● **Stated exercise**
Images do not belong in the copy. Retype all the entries below exactly.

● **Task input**
════════

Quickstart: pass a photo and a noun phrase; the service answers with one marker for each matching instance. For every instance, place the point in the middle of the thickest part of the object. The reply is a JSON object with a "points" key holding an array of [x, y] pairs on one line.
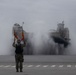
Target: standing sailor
{"points": [[19, 55]]}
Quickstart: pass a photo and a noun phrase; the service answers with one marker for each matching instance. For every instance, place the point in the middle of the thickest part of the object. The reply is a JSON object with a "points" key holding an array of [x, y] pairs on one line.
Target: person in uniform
{"points": [[19, 55]]}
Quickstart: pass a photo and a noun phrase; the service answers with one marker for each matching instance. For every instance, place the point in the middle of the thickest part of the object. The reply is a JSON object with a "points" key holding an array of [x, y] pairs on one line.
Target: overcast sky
{"points": [[38, 15]]}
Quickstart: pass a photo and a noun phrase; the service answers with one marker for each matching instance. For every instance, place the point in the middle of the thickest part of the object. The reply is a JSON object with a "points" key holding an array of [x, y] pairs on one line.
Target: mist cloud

════════

● **Final result**
Quickstart: pass a photo and a noun phrase; the service answers with one marker for each matching instance. For every instance, place the point in the middle of the thickest part of the object. The reply is a JSON object with a "points" key holding an array of [x, y] pairs on one line.
Target: standing sailor
{"points": [[19, 55]]}
Quickstart: pass a photo and a noun phrase; the service answers with one marker for each matching instance. For every instance, place the point in the middle of the thickest part of the object. The reply is a JSON object with a "points" key holding an array of [x, y] pairs on one line.
Target: person in uniform
{"points": [[19, 55]]}
Quickstart: pass a photo and a noun phrase; the service answers with one marker for each matching instance. For every instance, place the point in the middle of the thickest part of the object. The reply is a JSON object with a "points" key holding an array of [x, y] pairs on one line.
Target: overcast sky
{"points": [[38, 15]]}
Quickstart: pass a photo and a noun phrase; the service answers with one marker for each matching instance. For every instance, place the point in the middle of the thickest part of the object. The reply is a JSON object with a "points" key holding an array of [x, y] pairs on one line.
Target: mist cloud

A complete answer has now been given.